**Problem**
Show the lines of the material that contain the word "bellflower".

**Given entries**
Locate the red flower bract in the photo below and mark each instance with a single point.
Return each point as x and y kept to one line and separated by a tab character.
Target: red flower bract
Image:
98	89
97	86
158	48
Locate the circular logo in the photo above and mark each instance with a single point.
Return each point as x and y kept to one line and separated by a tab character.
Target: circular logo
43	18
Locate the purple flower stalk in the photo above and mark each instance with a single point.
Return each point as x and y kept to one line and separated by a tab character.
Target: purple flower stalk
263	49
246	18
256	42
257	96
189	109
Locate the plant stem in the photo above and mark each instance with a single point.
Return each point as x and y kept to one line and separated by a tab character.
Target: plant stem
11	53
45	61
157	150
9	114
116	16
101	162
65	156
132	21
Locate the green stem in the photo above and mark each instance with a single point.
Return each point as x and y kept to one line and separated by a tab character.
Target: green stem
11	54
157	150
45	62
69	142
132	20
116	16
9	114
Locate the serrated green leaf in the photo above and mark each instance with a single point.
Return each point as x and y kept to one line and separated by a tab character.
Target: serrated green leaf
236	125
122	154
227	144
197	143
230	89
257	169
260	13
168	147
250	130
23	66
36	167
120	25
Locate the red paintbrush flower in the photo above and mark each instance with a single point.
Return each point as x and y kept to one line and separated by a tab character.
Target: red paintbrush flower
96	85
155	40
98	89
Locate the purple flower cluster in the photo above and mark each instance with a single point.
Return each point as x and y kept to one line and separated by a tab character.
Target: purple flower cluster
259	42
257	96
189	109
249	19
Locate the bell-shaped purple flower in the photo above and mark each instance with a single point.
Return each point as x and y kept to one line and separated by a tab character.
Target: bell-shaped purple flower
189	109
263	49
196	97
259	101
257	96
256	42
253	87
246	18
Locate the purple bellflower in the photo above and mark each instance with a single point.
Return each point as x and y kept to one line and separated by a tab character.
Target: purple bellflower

**Written response**
Locate the purple bellflower in the photo above and mark each instance with a single point.
Target: purple bellflower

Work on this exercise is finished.